Reproduce the lines below from the one that contains "Identify a point on every instance of the ceiling" through the end, inclusive, and add nothing.
************
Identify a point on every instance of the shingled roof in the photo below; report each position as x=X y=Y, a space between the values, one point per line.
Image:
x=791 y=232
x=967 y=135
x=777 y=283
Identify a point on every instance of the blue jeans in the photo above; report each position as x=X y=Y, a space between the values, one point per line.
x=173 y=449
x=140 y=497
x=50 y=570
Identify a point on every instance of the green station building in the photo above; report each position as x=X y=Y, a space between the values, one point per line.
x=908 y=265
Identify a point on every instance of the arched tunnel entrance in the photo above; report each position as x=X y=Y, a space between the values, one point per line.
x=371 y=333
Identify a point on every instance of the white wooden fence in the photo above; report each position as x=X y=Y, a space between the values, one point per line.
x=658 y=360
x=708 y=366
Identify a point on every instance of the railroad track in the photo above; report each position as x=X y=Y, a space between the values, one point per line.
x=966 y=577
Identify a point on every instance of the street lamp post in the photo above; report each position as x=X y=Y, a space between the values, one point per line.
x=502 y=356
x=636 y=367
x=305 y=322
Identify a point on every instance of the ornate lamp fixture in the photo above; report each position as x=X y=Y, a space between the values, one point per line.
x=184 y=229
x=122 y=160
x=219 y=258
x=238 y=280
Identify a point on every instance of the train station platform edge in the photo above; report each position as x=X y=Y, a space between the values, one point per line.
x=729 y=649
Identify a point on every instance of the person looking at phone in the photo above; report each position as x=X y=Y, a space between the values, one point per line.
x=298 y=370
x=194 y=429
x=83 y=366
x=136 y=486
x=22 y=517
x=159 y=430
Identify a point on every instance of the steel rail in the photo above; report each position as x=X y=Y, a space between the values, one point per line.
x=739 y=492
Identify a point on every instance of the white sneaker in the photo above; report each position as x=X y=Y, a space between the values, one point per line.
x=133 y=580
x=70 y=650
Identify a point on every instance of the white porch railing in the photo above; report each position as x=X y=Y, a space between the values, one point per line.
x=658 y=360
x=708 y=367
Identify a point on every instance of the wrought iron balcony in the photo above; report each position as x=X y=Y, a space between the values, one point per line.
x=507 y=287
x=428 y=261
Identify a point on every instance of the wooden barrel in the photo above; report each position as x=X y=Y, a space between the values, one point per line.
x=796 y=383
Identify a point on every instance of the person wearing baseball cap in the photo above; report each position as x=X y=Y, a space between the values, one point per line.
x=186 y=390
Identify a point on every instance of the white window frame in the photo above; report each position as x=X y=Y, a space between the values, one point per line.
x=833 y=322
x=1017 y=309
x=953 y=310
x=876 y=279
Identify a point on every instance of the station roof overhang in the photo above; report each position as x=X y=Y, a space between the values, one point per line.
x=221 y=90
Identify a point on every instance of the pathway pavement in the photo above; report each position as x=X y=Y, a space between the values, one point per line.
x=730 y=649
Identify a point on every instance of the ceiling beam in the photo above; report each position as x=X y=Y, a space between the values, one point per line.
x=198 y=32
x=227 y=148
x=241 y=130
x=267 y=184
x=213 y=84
************
- _Solved exercise_
Identify a point on every instance of the ceiling beam in the photo above; report each position as x=X y=Y, a space between the values, one point per line.
x=198 y=32
x=227 y=148
x=241 y=130
x=267 y=184
x=213 y=84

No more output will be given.